Written request => Copy out the data below, swapping "downspout" for "drainpipe" wherever it occurs and leaving everything else unchanged.

━━━━━ Recorded information

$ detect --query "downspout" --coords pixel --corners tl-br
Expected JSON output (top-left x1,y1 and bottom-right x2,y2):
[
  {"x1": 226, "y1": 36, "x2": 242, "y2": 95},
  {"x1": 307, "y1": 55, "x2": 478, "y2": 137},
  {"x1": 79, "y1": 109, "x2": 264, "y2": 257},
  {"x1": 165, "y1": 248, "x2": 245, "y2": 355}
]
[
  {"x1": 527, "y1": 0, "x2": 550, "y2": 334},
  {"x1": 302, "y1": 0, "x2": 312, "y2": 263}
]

━━━━━━━━━━

Task output =>
$ detect --query "drainpipe" --coords pixel --corners tl-br
Expected JSON output (top-left x1,y1 and bottom-right x2,y2):
[
  {"x1": 226, "y1": 36, "x2": 242, "y2": 95},
  {"x1": 307, "y1": 55, "x2": 478, "y2": 137},
  {"x1": 79, "y1": 109, "x2": 264, "y2": 257},
  {"x1": 165, "y1": 248, "x2": 245, "y2": 355}
]
[
  {"x1": 527, "y1": 0, "x2": 550, "y2": 334},
  {"x1": 302, "y1": 0, "x2": 312, "y2": 263}
]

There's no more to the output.